» About this exercise
The data below should be duplicated in full, unchanged.
Source information below:
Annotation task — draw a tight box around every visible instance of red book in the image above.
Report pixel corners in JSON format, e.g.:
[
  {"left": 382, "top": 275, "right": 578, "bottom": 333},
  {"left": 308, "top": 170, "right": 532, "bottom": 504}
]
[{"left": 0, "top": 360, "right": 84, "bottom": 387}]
End of Source information.
» Solved exercise
Annotation task — draw a tight box around every visible instance of red book in the image above.
Report pixel corners in JSON format, e.g.:
[
  {"left": 382, "top": 275, "right": 578, "bottom": 333},
  {"left": 308, "top": 170, "right": 532, "bottom": 504}
]
[{"left": 0, "top": 360, "right": 84, "bottom": 387}]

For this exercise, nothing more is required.